→ **What to produce**: Copy the lines below that contain "lake".

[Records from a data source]
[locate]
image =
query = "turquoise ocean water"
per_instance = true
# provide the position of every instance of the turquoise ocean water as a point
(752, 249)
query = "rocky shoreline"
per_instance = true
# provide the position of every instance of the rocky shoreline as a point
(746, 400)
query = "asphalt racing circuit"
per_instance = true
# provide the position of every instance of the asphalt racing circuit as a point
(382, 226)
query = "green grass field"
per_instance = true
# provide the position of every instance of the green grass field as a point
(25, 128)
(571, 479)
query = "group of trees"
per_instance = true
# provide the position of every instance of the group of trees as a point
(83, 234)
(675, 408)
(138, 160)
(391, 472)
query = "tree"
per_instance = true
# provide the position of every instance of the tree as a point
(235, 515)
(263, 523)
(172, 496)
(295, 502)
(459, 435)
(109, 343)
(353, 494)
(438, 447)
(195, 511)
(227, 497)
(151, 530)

--

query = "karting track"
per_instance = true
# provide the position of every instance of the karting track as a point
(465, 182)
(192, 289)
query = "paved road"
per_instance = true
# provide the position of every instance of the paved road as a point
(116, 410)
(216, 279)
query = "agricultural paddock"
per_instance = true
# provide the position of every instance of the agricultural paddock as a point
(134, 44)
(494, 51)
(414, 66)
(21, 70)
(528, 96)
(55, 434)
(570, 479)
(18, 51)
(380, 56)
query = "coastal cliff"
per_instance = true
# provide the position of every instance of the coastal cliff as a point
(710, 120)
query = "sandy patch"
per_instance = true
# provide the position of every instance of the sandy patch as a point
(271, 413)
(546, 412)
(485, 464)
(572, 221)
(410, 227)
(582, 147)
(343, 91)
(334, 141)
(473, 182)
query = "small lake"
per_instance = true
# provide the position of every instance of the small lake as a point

* * *

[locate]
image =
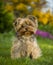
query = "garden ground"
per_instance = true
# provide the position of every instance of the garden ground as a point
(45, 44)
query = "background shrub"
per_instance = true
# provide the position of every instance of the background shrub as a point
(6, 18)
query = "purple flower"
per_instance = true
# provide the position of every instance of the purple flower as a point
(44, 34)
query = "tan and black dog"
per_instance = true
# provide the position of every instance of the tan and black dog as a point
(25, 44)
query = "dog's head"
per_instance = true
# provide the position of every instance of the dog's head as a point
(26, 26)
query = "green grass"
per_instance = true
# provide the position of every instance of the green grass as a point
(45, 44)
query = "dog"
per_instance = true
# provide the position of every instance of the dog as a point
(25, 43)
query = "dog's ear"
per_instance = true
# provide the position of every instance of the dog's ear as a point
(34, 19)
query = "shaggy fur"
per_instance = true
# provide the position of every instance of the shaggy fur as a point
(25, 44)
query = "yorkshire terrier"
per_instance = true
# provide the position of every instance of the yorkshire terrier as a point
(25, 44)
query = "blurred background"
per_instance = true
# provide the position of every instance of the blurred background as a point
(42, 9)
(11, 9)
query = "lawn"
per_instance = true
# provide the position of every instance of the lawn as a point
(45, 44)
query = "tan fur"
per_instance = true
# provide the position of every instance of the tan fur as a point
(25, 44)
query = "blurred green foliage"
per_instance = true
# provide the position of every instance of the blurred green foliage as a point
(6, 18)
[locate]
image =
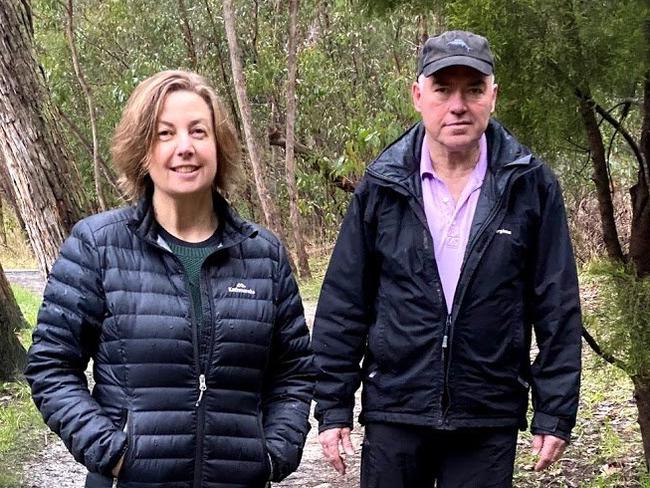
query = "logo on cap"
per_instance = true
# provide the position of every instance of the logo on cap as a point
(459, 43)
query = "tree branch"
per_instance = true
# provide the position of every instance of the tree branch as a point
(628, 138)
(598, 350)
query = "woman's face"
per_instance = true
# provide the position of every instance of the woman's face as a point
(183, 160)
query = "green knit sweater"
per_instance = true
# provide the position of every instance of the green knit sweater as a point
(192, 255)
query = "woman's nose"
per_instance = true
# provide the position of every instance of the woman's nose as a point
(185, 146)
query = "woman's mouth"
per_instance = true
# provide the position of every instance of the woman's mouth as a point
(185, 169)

→ **Written response**:
query = "small lake"
# provide the position of every instance of the small lake as a point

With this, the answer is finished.